(Source extract)

● ● ●

Coins speak a lot, so I learnt from the INHCRF Coin Museum in Nashik, India
I had been to Nashik 18 years ago as a toddler. At that point in time, apart from food and sleep nothing seemed to bother me much. A coin museum certainly didn’t make the cut.
18 years later I returned to Nashik, now a history enthusiast who thinks a tad little less about food and sleep…..
During this visit, I was excited to visit the Nashik Coin Museum. To be honest with you, I had little hopes about the infrastructure of this museum. All the museums that I had visited in smaller cities always had this issue. The display cases were often dirty, hardly lit, the artefacts neglected and they all had a general lack of enthusiasm for history.
The INHCRF changed this prejudice of mine almost immediately.
During my visit, the museum was undergoing expansion work. The new building though didn’t have a sign board alerting tourists that this structure was indeed a museum. The door too was closed and the shutter drawn.
With a little confusion, I looked about the premises when a staff member asked me whether I was interested in visiting this museum.
This staff member was kind enough to open the museum for me.
That trip to the Nashik Coin Museum was memorable and gave me an opportunity to speak with its curator. So impressed was I, that I decided to return.
I travelled to Nashik yet again determined to make it to the coin museum and checking out whether the museum was done with its construction.
Yet again, Google Maps led us 20km away from the main Nashik town, on the Trimbak Road which is the road that leads to the famous ancient temple of Trimbakeshwar.
The sign board was still missing, but like the experienced tourists we were, we knew this was the museum.
The construction work though was still ongoing. I asked the gentleman at the counter and was informed the museum was 90% complete.
The entrance fee for an Indian National is Rs.70/- and Rs.50/- for children.
Like I always mention, I’d rather pay Rs.70/- to a museum than spend five times the amount on a movie ticket.
Walking Through the Museum
The story of the exhibits takes you back millions of years when our ancestors still lived a nomadic life. They would use flint stones and hand axes. It was indeed very surprising to know these early humans hardly changed over thousands of years. Their life revolved around hunting, living a nomadic life and using the same tools.
It was much later that humans began farming and understanding how to control fire.
After these primitive years, the traditional stone equipments turned to metal especially copper.
As human life progressed, the concept of exchanging something for another good or service came to be a societal norm.
Over the years humans began using the barter system. Which we consider incompetent today. According to such a system, a good or service would be exchanged for another good or service. eg: A farmer might exchange a bucket full of grains for a set of clothes from the weaver.
Such a barter system, as you might have guessed, proved problematic and less flexible. How could you divide a live chicken in exchange for two and a half buckets of grains?
It was from this dilemma that the idea of money emerged.
Money that rules most of our lives today.
The Nashik Coin Museum goes on to explain this journey from the barter system to the financial instruments used by businesses daily to this day in a digitalised form.
Since I had the time, I was luckily enough to comb through the many display cases; well lit and maintained with lots of information to read from.
It was of course, so much fun to gawk at the coins! I find coins extremely interesting. Isn’t it surreal to think these coins were actually used by people through history? It’s as real as its ever going to get for us.

● ● ●

(Rows from a box-labeling dataset)
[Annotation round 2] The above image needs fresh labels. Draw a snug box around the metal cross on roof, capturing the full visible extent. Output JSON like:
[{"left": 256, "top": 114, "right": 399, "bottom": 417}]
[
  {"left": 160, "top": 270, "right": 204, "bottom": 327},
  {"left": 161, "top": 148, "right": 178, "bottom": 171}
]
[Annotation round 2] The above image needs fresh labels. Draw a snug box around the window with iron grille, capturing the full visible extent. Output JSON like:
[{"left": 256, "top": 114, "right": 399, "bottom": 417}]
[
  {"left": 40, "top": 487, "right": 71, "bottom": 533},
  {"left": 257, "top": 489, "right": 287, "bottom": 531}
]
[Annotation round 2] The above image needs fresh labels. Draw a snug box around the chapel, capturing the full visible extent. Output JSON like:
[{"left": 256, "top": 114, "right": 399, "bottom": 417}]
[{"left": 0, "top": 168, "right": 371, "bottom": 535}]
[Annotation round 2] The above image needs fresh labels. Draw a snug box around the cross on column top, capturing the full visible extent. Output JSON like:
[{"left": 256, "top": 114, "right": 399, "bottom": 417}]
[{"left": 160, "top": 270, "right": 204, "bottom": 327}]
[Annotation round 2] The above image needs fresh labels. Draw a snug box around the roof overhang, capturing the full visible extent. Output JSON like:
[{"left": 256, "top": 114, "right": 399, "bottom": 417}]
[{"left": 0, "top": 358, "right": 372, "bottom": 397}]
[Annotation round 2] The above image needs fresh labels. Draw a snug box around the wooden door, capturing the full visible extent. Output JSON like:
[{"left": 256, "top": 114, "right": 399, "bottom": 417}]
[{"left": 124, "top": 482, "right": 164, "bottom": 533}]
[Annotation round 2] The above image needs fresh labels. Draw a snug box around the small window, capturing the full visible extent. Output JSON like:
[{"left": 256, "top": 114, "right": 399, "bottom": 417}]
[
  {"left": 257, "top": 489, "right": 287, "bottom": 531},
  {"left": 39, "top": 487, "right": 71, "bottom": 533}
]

● ● ●

(Direction) Return the part of the coin museum account starting with "Coins speak a" and going on through "enthusiasm for history.", copied word for word.

(Answer to the problem)
Coins speak a lot, so I learnt from the INHCRF Coin Museum in Nashik, India
I had been to Nashik 18 years ago as a toddler. At that point in time, apart from food and sleep nothing seemed to bother me much. A coin museum certainly didn’t make the cut.
18 years later I returned to Nashik, now a history enthusiast who thinks a tad little less about food and sleep…..
During this visit, I was excited to visit the Nashik Coin Museum. To be honest with you, I had little hopes about the infrastructure of this museum. All the museums that I had visited in smaller cities always had this issue. The display cases were often dirty, hardly lit, the artefacts neglected and they all had a general lack of enthusiasm for history.